WHAT THE TASK REQUIRES
Pick out each line of the listing below that contains the word "table" and copy those lines in full.
* START EXERCISE INPUT *
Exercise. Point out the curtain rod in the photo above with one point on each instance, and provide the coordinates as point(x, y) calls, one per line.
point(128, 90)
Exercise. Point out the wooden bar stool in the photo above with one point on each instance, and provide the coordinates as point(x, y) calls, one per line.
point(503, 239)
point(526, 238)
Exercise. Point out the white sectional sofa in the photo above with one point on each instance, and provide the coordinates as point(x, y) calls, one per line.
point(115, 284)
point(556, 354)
* END EXERCISE INPUT *
* START EXERCISE INPUT *
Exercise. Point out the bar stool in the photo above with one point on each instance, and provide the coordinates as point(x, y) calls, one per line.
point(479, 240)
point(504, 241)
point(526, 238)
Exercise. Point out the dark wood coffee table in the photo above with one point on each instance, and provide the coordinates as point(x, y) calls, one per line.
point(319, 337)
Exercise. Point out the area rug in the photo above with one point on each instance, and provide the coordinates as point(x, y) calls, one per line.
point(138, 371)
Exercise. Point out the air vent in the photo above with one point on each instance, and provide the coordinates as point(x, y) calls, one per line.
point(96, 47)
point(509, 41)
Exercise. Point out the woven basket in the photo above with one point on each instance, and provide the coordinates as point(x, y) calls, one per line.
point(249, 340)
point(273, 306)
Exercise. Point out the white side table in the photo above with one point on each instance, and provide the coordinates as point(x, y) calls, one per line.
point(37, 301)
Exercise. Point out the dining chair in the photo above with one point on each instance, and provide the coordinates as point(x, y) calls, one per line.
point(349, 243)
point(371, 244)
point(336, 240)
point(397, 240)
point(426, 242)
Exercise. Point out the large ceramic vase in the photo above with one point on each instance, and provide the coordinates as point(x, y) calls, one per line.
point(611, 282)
* END EXERCISE INPUT *
PROBLEM SOLUTION
Exercise. Point out the dark wood coffee table in the photo above with one point on each instance, and provide the coordinates as point(x, y) calls, one per line.
Exercise. Point out the white side table in the photo above with one point on each instance, and provide the coordinates as point(x, y) calls, one per line.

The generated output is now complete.